Nell’immaginario collettivo hai fatto un sacco di errori?
«E chi non ne fa, ma ho anche sempre fatto il mio dovere e non ho fatto sconti a nessuno, amici e avversari che fossero. Certo poi sono andato anche a sciare?».
Ancora con questa storia dello sciare?
«Mi sono laureato in tre anni perché dopo i 30 anni non avrei potuto più fare i concorsi. Studiavo di nascosto perfino da mia moglie. Mi vergognavo. "E se poi non ce la faccio?". Mia moglie lo scoprì una notte. Mi sorprese sul water che studiavo».
E dopo la laurea?
«Concorsi, concorsi, concorsi. Per giudice, segretario comunale, commissario di polizia, avvocato, notaio. Feci il segretario comunale e poi il commissario di polizia. Vinsi anche il concorso da avvocato e da giudice e andai a fare il magistrato a Bergamo. Poi a Milano. Come vivevo io normalmente? Non in un monastero, non ero un Torquemada con la tonaca che faceva il Savonarola. Ero un guascone che si trovava con gli amici per andare a caccia o per andare a sciare».
Ma quante sciate!
«Avevamo fatto una bella compagnia di caccia. E qui avevo trovato questo Rocca che quando ho avuto bisogno mi prestò i soldiper costruirmi una casa. Incontrai Rea, capo della Mobile, che mi fece conoscere Pillitteri, D’Adamo? normali rapporti di amicizia».
Eri sempre a cena da D’Adamo.
«Quattro volte. Quattro cene da D’Adamo in tre anni. A un certo punto scatta Mani Pulite e nell’inchiesta ci capitano pure queste persone che conosco. Ha detto bene Piercamillo Davigo: "Di Pietro ha avuto la forza di farla lo stesso l’indagine, anche se erano persone che conosceva"».
E il telefonino che ti aveva prestato D’Adamo?
«Qual è il problema? Grave sarebbe se io prendessi un telefono dell’ufficio e ci facessi i cavoli miei. Ma se prendo un telefono di qualcuno e lo uso per motivi d’ufficio dovrebbero complimentarsi con me. No?».

* _ESERCIZIO DA SVOLGERE_: Traduci in inglese questa frase dell'intervista: «Mi sono laureato in tre anni perché dopo i 30 anni non avrei potuto più fare i concorsi.» L'elenco qui sotto è materiale separato dal testo.

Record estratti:
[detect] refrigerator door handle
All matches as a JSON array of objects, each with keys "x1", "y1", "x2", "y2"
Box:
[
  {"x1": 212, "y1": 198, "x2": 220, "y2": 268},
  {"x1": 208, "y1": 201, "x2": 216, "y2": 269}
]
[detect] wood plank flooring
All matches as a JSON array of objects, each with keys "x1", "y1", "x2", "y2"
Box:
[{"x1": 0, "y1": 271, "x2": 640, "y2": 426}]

* _SOLUZIONE DELL'ESERCIZIO_: I graduated in three years because after the age of 30 I would no longer have been able to take the public competitive exams.